**Aim 1**
Decide whether each statement below agrees with the CARD Act passage, answering yes or no and quoting the exact words of the passage that settle it.
(a) The rule on late fees led to a $1.5 billion drop in fees in 2012.
(b) Americans under 21 cannot get a credit card even with a cosigner.
(c) The share of young adults ages 18-20 with a credit card account has doubled.

**Text section**
— start —
The CFPB released a report this week that should serve as a reminder of what a functional Congress could accomplish. The report highlights the ways in which the 2009 Credit CARD Act has succeeded. Their findings:

  • Late fees must be be reasonable and proportional to the violation of account terms, a rule resulting in a $1.5 billion decrease in fees in 2012.
  • Overlimit fee for transactions that put cardholders over their credit limit, saving $2.5 billion in overlimit fees since 2008.
  • Americans under the age of 21 can only get a credit card if they demonstrate an independent ability to repay the debt or they have a cosigner over 21. As a result, the percentage of young adults ages 18-20 that have a credit card account has dropped by half.

Amy Traub and Catherine Ruetschlin’s survey of low- and middle-income household year, which was submitted to the CFPB as a statement on their report, similarly showed how the CARD Act increased the transparency of credit card statements and dramatically reduced unfair and excessive fees and penalties.

Sunlight is the best disinfectant. The underlying issues driving Americans to credit remain, but, all told, the act demonstrates that good rules to ensure the markets function better have a huge impact on ordinary people. That’s why it’s important we celebrate the act. This kind of policy really doesn’t happen often enough.
— end —
**Aim 2**
Filter the records below, keeping every line that contains the word "concrete".

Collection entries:
— start —
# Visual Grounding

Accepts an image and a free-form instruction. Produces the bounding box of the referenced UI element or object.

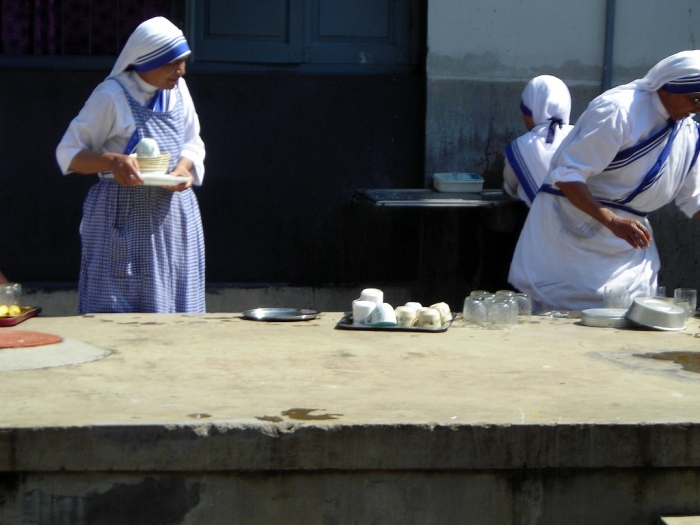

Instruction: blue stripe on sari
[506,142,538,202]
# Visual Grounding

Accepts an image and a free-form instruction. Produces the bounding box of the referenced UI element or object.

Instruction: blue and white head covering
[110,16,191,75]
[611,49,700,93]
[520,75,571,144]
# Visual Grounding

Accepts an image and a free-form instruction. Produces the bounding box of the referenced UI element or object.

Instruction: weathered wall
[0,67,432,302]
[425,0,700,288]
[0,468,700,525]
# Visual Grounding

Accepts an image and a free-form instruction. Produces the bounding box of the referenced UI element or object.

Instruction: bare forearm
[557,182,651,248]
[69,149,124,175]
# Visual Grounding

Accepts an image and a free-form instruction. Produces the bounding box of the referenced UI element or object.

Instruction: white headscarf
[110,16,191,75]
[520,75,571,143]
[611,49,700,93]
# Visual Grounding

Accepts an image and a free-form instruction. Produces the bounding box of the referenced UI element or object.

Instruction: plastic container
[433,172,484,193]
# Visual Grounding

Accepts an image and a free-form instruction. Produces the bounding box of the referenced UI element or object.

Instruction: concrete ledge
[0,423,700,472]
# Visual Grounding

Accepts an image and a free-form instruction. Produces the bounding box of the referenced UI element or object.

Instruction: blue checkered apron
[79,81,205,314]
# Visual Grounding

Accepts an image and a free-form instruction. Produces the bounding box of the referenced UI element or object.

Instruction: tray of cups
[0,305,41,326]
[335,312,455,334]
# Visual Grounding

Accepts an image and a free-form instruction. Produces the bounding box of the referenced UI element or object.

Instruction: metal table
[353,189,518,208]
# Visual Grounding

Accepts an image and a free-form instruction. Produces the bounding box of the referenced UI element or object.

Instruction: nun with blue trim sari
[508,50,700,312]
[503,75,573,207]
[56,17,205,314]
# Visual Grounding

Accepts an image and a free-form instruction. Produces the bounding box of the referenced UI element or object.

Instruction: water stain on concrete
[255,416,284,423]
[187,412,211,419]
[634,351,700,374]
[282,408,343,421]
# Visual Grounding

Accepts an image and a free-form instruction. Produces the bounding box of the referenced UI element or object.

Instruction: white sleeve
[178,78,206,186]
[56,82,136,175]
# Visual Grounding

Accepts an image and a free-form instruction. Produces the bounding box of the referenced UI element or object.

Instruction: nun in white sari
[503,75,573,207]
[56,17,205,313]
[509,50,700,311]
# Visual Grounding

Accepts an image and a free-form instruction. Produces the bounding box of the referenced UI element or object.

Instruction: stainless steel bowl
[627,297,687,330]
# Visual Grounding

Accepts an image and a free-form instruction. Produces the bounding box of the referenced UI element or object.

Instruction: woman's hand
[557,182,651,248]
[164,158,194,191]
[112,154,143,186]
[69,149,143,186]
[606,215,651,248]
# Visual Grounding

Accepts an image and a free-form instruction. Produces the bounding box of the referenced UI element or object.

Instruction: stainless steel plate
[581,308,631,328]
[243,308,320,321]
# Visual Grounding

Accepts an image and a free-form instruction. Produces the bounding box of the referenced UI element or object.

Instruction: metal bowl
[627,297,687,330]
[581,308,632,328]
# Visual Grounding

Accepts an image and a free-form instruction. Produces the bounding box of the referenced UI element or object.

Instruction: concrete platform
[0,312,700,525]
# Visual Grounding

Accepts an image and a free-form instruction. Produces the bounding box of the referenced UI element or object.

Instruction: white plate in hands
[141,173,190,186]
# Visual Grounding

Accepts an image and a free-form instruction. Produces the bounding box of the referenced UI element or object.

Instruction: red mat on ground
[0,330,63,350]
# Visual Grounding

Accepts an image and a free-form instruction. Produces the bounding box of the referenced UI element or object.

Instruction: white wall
— end —
**Complete output 1**
(a) Yes: "a rule resulting in a $1.5 billion decrease in fees in 2012."
(b) No: "Americans under the age of 21 can only get a credit card if they demonstrate an independent ability to repay the debt or they have a cosigner over 21."
(c) No: "the percentage of young adults ages 18-20 that have a credit card account has dropped by half."

**Complete output 2**
Instruction: concrete ledge
Instruction: water stain on concrete
Instruction: concrete platform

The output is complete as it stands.